◆ Material supplied ◆
※

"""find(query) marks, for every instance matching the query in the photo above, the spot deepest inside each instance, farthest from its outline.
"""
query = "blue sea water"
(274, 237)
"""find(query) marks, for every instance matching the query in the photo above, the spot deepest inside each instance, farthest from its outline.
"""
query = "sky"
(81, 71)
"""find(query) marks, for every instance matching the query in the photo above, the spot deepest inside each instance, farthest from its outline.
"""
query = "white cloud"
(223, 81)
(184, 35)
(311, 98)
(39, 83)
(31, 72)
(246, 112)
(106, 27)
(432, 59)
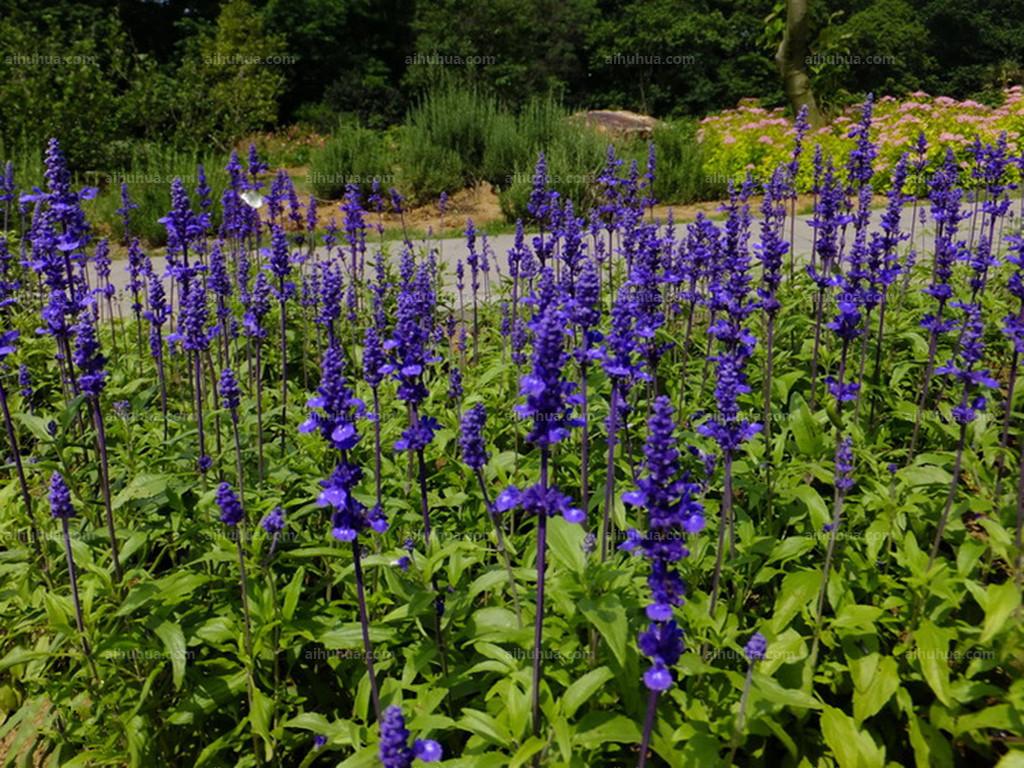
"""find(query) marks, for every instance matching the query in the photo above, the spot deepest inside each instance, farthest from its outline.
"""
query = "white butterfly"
(252, 199)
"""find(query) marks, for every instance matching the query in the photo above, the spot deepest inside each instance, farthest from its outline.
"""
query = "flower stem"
(23, 482)
(648, 727)
(609, 478)
(73, 578)
(368, 647)
(104, 482)
(725, 523)
(950, 497)
(542, 543)
(502, 549)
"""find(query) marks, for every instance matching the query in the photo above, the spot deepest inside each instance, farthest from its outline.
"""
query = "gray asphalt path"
(453, 249)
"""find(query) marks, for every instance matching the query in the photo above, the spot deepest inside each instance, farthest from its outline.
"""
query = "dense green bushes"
(352, 155)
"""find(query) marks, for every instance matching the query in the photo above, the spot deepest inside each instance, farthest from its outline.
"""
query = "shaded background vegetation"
(202, 74)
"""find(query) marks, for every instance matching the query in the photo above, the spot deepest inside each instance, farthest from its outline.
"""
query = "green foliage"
(148, 173)
(351, 156)
(450, 125)
(55, 79)
(230, 78)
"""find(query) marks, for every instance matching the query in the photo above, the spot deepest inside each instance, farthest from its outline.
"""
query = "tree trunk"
(792, 61)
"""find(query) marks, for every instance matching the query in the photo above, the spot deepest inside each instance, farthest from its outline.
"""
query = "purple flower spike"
(60, 506)
(756, 647)
(230, 508)
(274, 521)
(394, 749)
(474, 453)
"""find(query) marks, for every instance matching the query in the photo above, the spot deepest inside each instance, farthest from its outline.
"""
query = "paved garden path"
(453, 249)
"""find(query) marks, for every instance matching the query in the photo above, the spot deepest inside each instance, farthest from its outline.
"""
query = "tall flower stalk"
(549, 409)
(673, 511)
(7, 340)
(281, 267)
(474, 454)
(394, 749)
(755, 651)
(258, 306)
(335, 410)
(945, 195)
(731, 300)
(233, 516)
(91, 381)
(967, 371)
(62, 509)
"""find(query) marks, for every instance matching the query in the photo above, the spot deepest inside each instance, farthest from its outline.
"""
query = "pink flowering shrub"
(753, 138)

※

◆ Problem to solve ◆
Leave the images out and output the remaining material exactly as it stands.

◆ Result for this task ◆
"""find(query) marks, for every instance matching the query in the photo above, the spot deepest inside each instance, farthest from its outline.
"""
query = "blue sea water"
(274, 237)
"""find(query) marks, for every instance matching the query in the photo above, the spot deepest inside each instance, farthest from its outline.
"""
query = "sky"
(81, 71)
"""find(query) marks, for every instance matching the query in the photo above, the spot deepest inside each instance, farthest from its outline.
"""
query = "white cloud"
(223, 81)
(184, 35)
(311, 98)
(39, 83)
(31, 72)
(246, 112)
(106, 27)
(432, 59)
"""find(query) marks, for every instance matching the query in the photo above, the spot deepest inside each instance, farthest from its outline.
"""
query = "white butterfly"
(252, 199)
"""find(query) marks, for every instance matching the query in the photo above, the spot deepest inside each instance, farthest from its outline.
"""
query = "flower stem"
(23, 482)
(648, 727)
(609, 478)
(73, 578)
(368, 647)
(104, 482)
(725, 523)
(950, 497)
(542, 543)
(502, 549)
"""find(query) marks, for every instance matching the query in the photo above, the spot deepest inside each instance, farthest from its outline.
"""
query = "gray asphalt path"
(453, 249)
"""find(query) marks, for every instance matching the query in the photo above, the spot deepest inside each instance, farthest from its outline.
"""
query = "dense green bushes"
(352, 155)
"""find(query) marks, for every instance matching the query in the photo above, the spot deepest inside each instance, farthest from its outline.
"""
query = "shaded background vegetation"
(202, 74)
"""find(query) marks, for every instance matching the query in the photo above, the spot deepest inside each instance, farthest from its outline.
"""
query = "green foliage"
(148, 173)
(351, 156)
(450, 125)
(55, 79)
(230, 78)
"""find(query) marks, for every instance matching the query in the photo above, the spot deepest inside each instance, farthest from its outline.
"""
query = "tree trunk"
(792, 61)
"""find(query) marks, for every instance matching the query in the photo above, the spot deepest inside each instance, farthest from its outline.
"""
query = "purple flower spike"
(60, 506)
(756, 647)
(230, 508)
(274, 521)
(394, 749)
(474, 453)
"""find(query) marks, for every instance matching the query in the photo above, the spot deepest inside each instance, farthest from its outline.
"""
query = "paved garden path"
(453, 249)
"""find(query) marks, for every instance matching the query in the photo above, the spot deepest inside each instance, farthest from its outline.
"""
query = "tall flower stalk"
(549, 409)
(673, 511)
(7, 340)
(281, 267)
(474, 454)
(394, 749)
(755, 651)
(258, 306)
(335, 410)
(945, 195)
(731, 300)
(233, 516)
(91, 381)
(967, 371)
(62, 509)
"""find(query) marks, for every instance matching the query in the photo above, the spot deepest inside each instance, farthest from its outline.
"""
query = "pink flowering shrub"
(753, 138)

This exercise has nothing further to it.